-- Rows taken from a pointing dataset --

○ ○ ○

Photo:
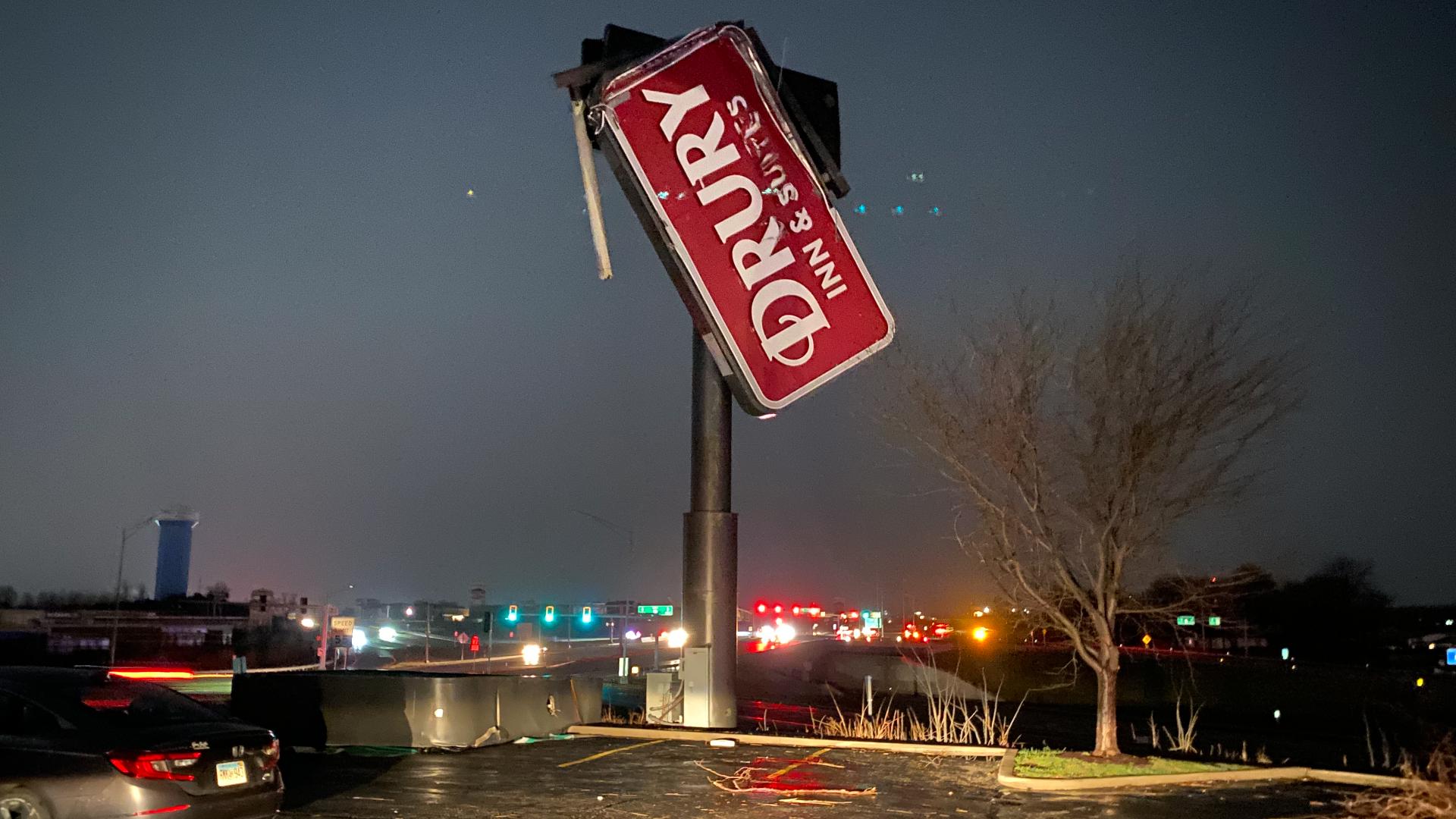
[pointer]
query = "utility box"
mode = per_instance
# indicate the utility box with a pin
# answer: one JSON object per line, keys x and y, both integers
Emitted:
{"x": 664, "y": 698}
{"x": 699, "y": 706}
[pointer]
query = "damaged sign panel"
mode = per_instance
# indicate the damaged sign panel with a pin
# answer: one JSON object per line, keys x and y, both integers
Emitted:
{"x": 761, "y": 256}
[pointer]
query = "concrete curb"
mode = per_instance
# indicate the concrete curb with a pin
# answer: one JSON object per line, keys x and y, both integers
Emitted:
{"x": 691, "y": 735}
{"x": 1006, "y": 777}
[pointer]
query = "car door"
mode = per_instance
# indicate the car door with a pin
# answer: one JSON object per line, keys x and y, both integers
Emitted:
{"x": 46, "y": 754}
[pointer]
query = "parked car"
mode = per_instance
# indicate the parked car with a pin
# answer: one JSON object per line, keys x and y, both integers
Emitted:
{"x": 80, "y": 744}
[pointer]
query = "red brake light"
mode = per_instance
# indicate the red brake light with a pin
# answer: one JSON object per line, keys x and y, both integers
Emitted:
{"x": 155, "y": 765}
{"x": 153, "y": 673}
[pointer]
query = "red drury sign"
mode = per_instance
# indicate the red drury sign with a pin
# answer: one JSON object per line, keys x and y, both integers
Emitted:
{"x": 764, "y": 259}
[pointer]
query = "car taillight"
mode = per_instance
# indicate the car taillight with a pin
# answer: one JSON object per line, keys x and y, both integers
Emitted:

○ ○ ○

-- WHAT NEEDS TO BE DONE --
Write out every line of the records above again, requests included, with each x and y coordinate in the answers multiplied by 1.3 and rounded to a whole number, halves rounded up. Omit the pictures.

-- RESPONSE TO THE TASK --
Photo:
[pointer]
query = "utility box"
mode = per_instance
# indicate the utility box with a pin
# answer: one JSON object per line, keys x and y, both integers
Emitted:
{"x": 863, "y": 907}
{"x": 909, "y": 918}
[pointer]
query = "damaged sign panel"
mode = per_instance
# indicate the damaged sign panel with a pin
# answer: one JSON object per line, keys x and y, both integers
Emitted:
{"x": 989, "y": 333}
[pointer]
query = "concrete curb"
mode = per_instance
# indicate the concrete curb with a pin
# answer: one JSON object per line, keys x and y, both integers
Emitted:
{"x": 898, "y": 956}
{"x": 1308, "y": 1010}
[pointer]
query = "car door"
mode = per_instance
# indicate the car door with a pin
# answer: one JSON object per line, keys x and y, both integers
Emitted:
{"x": 60, "y": 980}
[pointer]
query = "parked car"
mode = per_instance
# indicate the parked car with a pin
# answer: one JSON object per line, keys x and y, both integers
Emitted:
{"x": 104, "y": 967}
[pointer]
query = "red brake light"
mode = per_instance
# indicate the red brake light with a pin
# answer: one JSON object per line, keys x and y, both integers
Emitted:
{"x": 202, "y": 995}
{"x": 199, "y": 875}
[pointer]
query = "red drury sign"
mode = per_instance
# indicate the red drury sign with a pin
# answer: one JSON object per line, keys x and y, both integers
Emitted:
{"x": 993, "y": 337}
[pointer]
query = "car taillight"
mode = per_instance
# indicate the car taillight with a pin
# answer: one JSON object per line, keys x and y, both integers
Emitted:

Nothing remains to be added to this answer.